Desde a publicação de O Gato de Uppsala (Sextante, 2009), Cristina Carvalho construiu um
percurso literário pouco conforme às fronteiras etárias; ao mesmo tempo que
conseguiu, por portas travessas, alcançar um público adolescente difícil de
determinar e ainda mais de manter. Dizemos «por portas travessas» porque esse
percurso se nos afigura livre de intenções e fórmulas já testadas, o que faz
com que cada livro seu seja diferente dos anteriores, embora bebendo da mesma
fonte. Emotiva, sinestésica, cantante, a escrita de Cristina Carvalho ganha
quando sustentada por uma estrutura e coesão narrativas que dão forma a essa
predisposição lírica imanente à sua originalidade enquanto autora.
Noblesse
oblige, o tema da coincidência dos opostos, tão caro a
Hans Christian Andersen e aos escritores românticos, sempre rondando este
imaginário, manifesta-se uma vez mais em Quatro
Cantos do Mundo. Se o anterior Lusco-Fusco
(Porto Editora, 2011) se concentrava no mundo invisível dos seres elementais, agora
o olhar surge ampliado à escala dos continentes e oceanos, tendo como
protagonistas quatro verdadeiros heróis: Roald Amundsen, o conquistador dos Polos;
David Livingstone, explorador da África central e austral; David Attenborough, o
homem que tão bem nos comunicou a Natureza; e Jacques-Yves Cousteau, o
descobridor das inquietantes paisagens submersas.

• _Requisitos da tarefa_: Por favor, reescreva o trecho do texto que começa nas palavras "Desde a publicação" e vai até "originalidade enquanto autora.", inclusive, trocando "percurso" por "caminho". A listagem não é necessária para esta tarefa.

• _Material de origem_:
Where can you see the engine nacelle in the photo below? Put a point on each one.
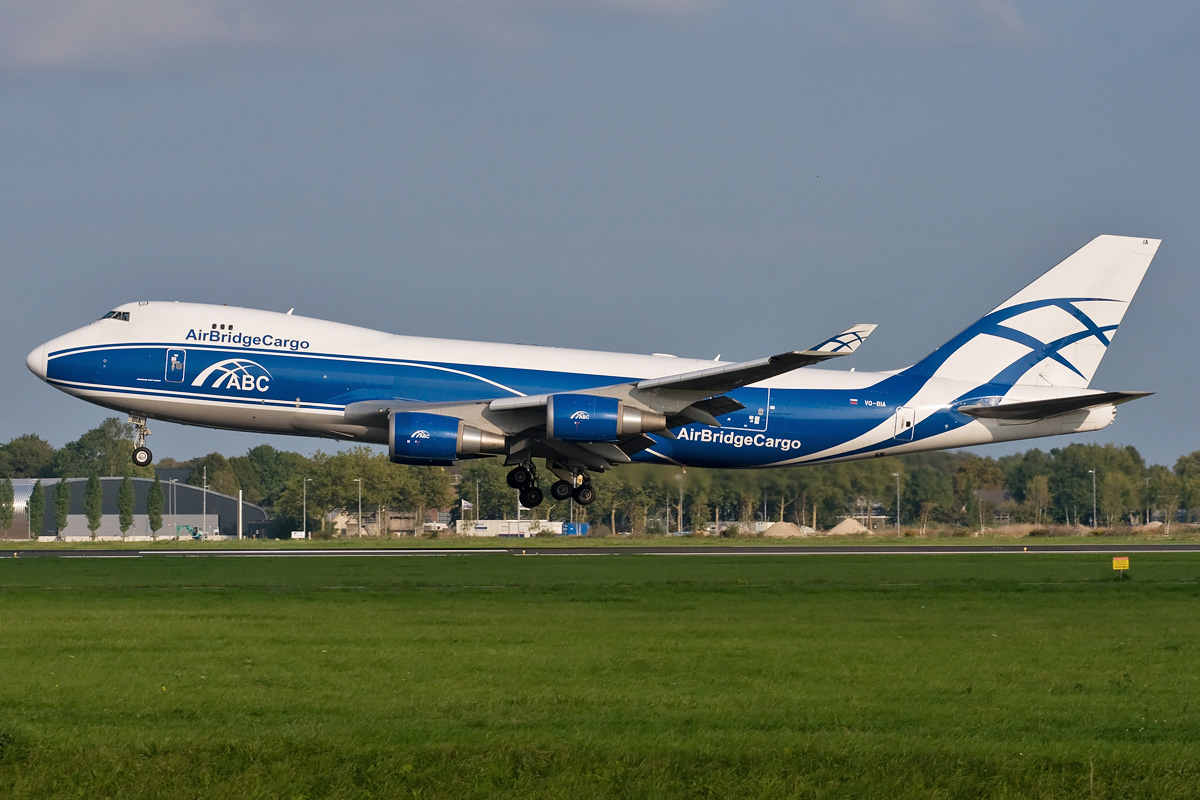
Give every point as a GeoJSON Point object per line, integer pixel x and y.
{"type": "Point", "coordinates": [587, 417]}
{"type": "Point", "coordinates": [436, 439]}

• _A solução_:
Desde a publicação de O Gato de Uppsala (Sextante, 2009), Cristina Carvalho construiu um
caminho literário pouco conforme às fronteiras etárias; ao mesmo tempo que
conseguiu, por portas travessas, alcançar um público adolescente difícil de
determinar e ainda mais de manter. Dizemos «por portas travessas» porque esse
caminho se nos afigura livre de intenções e fórmulas já testadas, o que faz
com que cada livro seu seja diferente dos anteriores, embora bebendo da mesma
fonte. Emotiva, sinestésica, cantante, a escrita de Cristina Carvalho ganha
quando sustentada por uma estrutura e coesão narrativas que dão forma a essa
predisposição lírica imanente à sua originalidade enquanto autora.